▶ **Your instructions**: Reproduce every line of the data below word for word, leaving out the pictures.

▶ **Region annotation items**:
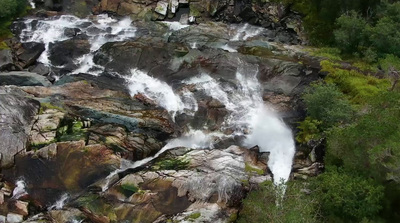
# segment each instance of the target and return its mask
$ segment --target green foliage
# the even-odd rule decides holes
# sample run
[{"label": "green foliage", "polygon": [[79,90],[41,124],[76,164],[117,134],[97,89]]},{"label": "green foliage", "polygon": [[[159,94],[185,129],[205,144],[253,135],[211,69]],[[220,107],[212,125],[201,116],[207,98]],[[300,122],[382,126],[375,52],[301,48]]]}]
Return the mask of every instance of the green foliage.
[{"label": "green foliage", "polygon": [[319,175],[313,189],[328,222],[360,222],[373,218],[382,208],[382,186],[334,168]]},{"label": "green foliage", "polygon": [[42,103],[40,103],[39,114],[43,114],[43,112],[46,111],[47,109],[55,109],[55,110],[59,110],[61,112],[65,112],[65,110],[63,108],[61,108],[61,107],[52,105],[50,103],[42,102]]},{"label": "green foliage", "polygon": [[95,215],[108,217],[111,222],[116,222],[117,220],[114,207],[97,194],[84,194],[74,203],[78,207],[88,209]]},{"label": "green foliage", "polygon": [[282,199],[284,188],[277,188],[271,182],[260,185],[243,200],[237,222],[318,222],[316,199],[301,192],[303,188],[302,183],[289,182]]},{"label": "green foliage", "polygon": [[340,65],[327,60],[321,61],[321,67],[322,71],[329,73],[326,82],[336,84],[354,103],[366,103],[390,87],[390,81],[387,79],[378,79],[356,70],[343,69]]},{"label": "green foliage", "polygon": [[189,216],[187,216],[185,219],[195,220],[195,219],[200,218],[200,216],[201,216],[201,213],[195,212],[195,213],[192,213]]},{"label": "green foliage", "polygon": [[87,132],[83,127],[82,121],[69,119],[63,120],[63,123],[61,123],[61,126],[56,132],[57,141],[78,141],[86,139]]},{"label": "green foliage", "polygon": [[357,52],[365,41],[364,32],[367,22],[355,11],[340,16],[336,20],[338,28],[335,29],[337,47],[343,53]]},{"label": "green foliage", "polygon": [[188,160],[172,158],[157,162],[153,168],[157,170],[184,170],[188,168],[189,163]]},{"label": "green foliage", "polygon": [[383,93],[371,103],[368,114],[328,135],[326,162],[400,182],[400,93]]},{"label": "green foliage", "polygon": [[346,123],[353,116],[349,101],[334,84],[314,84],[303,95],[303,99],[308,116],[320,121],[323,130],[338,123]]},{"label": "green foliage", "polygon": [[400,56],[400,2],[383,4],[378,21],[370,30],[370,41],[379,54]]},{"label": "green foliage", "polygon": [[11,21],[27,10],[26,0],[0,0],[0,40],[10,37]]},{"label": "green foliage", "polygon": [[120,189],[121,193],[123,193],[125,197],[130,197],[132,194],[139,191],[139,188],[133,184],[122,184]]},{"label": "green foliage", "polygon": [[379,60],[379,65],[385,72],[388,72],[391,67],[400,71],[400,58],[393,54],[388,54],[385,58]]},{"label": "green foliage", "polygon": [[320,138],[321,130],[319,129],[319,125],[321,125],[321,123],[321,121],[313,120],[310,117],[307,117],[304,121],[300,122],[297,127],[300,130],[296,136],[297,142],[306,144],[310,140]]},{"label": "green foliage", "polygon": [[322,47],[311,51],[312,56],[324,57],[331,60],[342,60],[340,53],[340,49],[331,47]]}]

▶ **Correct output**:
# segment each instance of the target and return its mask
$ segment --target green foliage
# the even-odd rule decides holes
# sample run
[{"label": "green foliage", "polygon": [[79,90],[41,124],[76,164],[117,134],[97,89]]},{"label": "green foliage", "polygon": [[[159,94],[185,129],[205,144],[253,135],[211,69]],[[220,107],[212,125],[201,116],[207,98]],[[300,122],[382,126],[375,52],[301,48]]]}]
Return the mask of every instance of the green foliage.
[{"label": "green foliage", "polygon": [[319,175],[313,189],[328,222],[360,222],[373,218],[382,208],[382,186],[334,168]]},{"label": "green foliage", "polygon": [[42,103],[40,103],[39,114],[43,114],[43,112],[46,111],[47,109],[55,109],[55,110],[59,110],[61,112],[65,112],[65,110],[63,108],[61,108],[61,107],[52,105],[50,103],[42,102]]},{"label": "green foliage", "polygon": [[95,215],[108,217],[111,222],[116,222],[117,220],[114,207],[97,194],[84,194],[74,203],[78,207],[88,209]]},{"label": "green foliage", "polygon": [[282,199],[284,188],[277,188],[271,182],[260,185],[243,200],[237,222],[318,222],[316,199],[301,192],[303,188],[302,183],[289,182]]},{"label": "green foliage", "polygon": [[340,65],[327,60],[321,61],[321,67],[322,71],[329,73],[326,82],[336,84],[354,103],[366,103],[390,87],[390,81],[387,79],[378,79],[356,70],[343,69]]},{"label": "green foliage", "polygon": [[189,216],[187,216],[185,219],[195,220],[195,219],[200,218],[200,216],[201,216],[201,213],[195,212],[195,213],[192,213]]},{"label": "green foliage", "polygon": [[87,132],[83,127],[82,121],[69,119],[63,120],[63,123],[61,123],[61,126],[56,132],[57,141],[78,141],[86,139]]},{"label": "green foliage", "polygon": [[357,52],[365,41],[364,32],[367,22],[355,11],[340,16],[336,20],[338,28],[335,29],[337,47],[343,53]]},{"label": "green foliage", "polygon": [[188,160],[172,158],[157,162],[153,168],[157,170],[184,170],[188,168],[189,163]]},{"label": "green foliage", "polygon": [[383,93],[371,103],[368,114],[328,135],[326,162],[400,182],[400,93]]},{"label": "green foliage", "polygon": [[346,123],[353,116],[349,101],[334,84],[314,84],[303,95],[303,99],[308,116],[320,121],[323,130],[338,123]]},{"label": "green foliage", "polygon": [[400,56],[400,2],[383,4],[378,21],[370,30],[370,41],[379,54]]},{"label": "green foliage", "polygon": [[11,21],[27,10],[26,0],[0,0],[0,40],[10,37]]},{"label": "green foliage", "polygon": [[120,189],[121,193],[123,193],[125,197],[130,197],[132,194],[139,191],[139,188],[133,184],[122,184]]},{"label": "green foliage", "polygon": [[379,60],[379,65],[385,72],[388,72],[391,67],[400,71],[400,58],[393,54],[388,54],[385,58]]},{"label": "green foliage", "polygon": [[320,138],[321,130],[319,129],[319,125],[321,125],[321,123],[321,121],[313,120],[310,117],[307,117],[304,121],[300,122],[297,127],[300,130],[296,136],[297,142],[306,144],[310,140]]},{"label": "green foliage", "polygon": [[322,47],[311,51],[312,56],[324,57],[331,60],[342,60],[340,53],[340,49],[331,47]]}]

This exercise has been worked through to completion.